▶ EXTRAIT
▽

Quatre jours perdus dans la verticalité d’une face magique
Voilà, c’est reparti pour le troisième (et au risque de tuer tout suspense, il s’agit du dernier) opus de ce que je peux nommer pompeusement notre “trilogie”. Tout avait commencé en mai par une semaine de découverte de l’escalade en Big Wall (dont le compte rendu se trouve par ici) et avait continué par la mémorable ascension de Half-Dôme fin août (l’ascension de cette face que j’avais comparée à une charmante demoiselle fort peu vêtue et qui ne nous avait, à notre grand bonheur, pas résistés est relatée par ici). Dans la fin de cet épisode, j’annonçais déjà la suite imminente: après Half-Dôme, nous pouvions nous attaquer au mythe de la vallée du Yosémite: EL CAPITAN ! Le nom en tant que tel fait déjà frémir plus d’un grimpeur aguerri. Cette face de près de 1000 mètres de verticalité est tout simplement un mythe dans le milieu de l’escalade! Elle en aura fait rêver plus d’un… rêve impossible pour certains et que nous avons décider d’affronter. L’expérience acquise lors de nos précédents séjours dans le Yosémite nous semblait maintenant suffisante que pour attaquer ce monstre de granit.
Le choix de la voie s’est opéré de lui-même: nous allons suivre la voie mythique du NOSE… première voie gravie sur cette face en 1958 par Warren Harding. Cette voie est également la plus abordable des voies qui se grimpent “principalement” en libre. Elle attaque El Cap à l’endroit où le dénivelé est le plus important et serpente dans la face pour profiter des lignes de faiblesse du rocher. Cette voie comporte plusieurs longueurs tout simplement mythiques: la terrifiante cheminée de Texas Flake, l’énorme pendule “King Swing”, le “Great Roof” (énorme toit à environ 700 mètres de haut), … Personnellement, c’est autour de mes 12 ans que j’ai entendu parler pour la première fois de cette voie de légende ; lors de mes débuts de grimpeur lorsque je faisais mes premiers pas en falaise avec le CRAJ et qu’un certain Tiki nous racontait comment dans le Yosémite une certaine voie requerrait plusieurs jours d’ascension et même la nécessité d’effectuer d’importants et d’impressionnants pendules… 17 années plus tard (mon dieu que le temps passe vite…), m’y voilà!

△

▶ ENSEMBLE DE TÂCHES
(a) D'après l'extrait, à quelle hauteur approximative se trouve le « Great Roof » ?
(b) Résumez l'extrait en deux phrases.
Appuyez-vous uniquement sur l'extrait pour répondre.

▶ SECTION DES DONNÉES

▽

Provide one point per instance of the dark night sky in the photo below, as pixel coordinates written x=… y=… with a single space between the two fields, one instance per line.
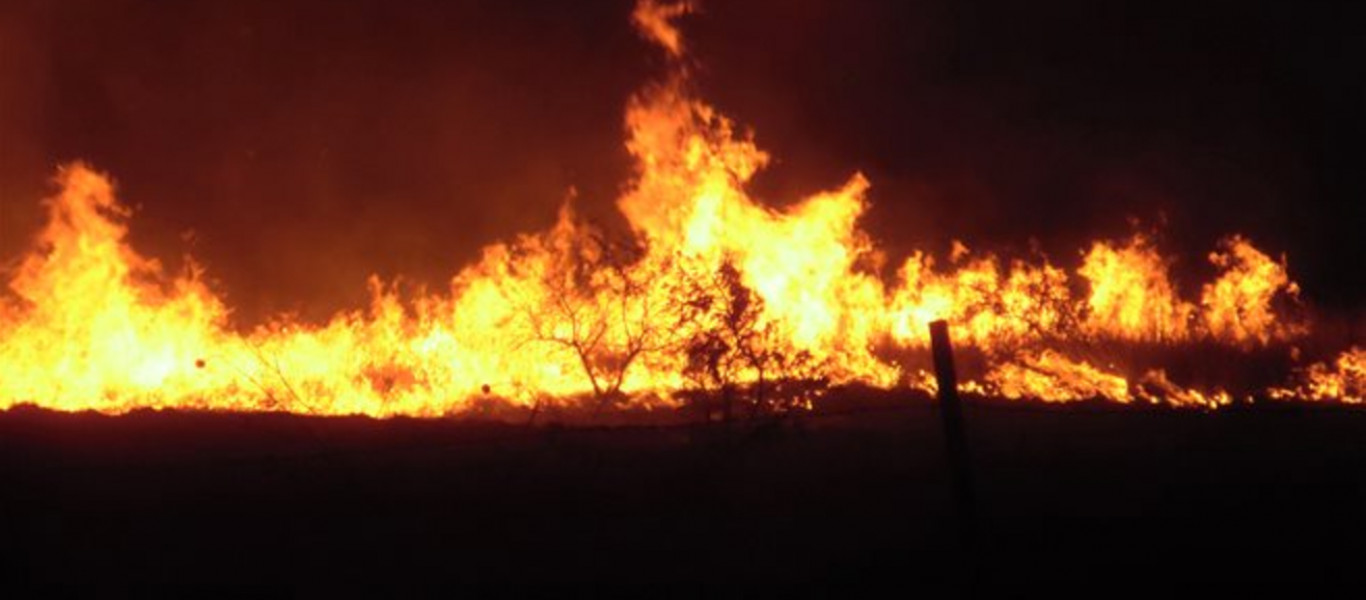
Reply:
x=308 y=144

△

▶ RÉPONSES PAR TÂCHE
(a) À environ 700 mètres de haut.

(b) Après une semaine de découverte du Big Wall en mai et l'ascension de Half-Dôme fin août, le dernier volet de cette trilogie d'escalade dans le Yosémite s'attaque à El Capitan, une face mythique de près de 1000 mètres. La voie retenue est le Nose, gravie pour la première fois en 1958 par Warren Harding, la plus abordable des voies grimpées principalement en libre et connue pour des longueurs comme la cheminée de Texas Flake, le pendule « King Swing » et le « Great Roof ».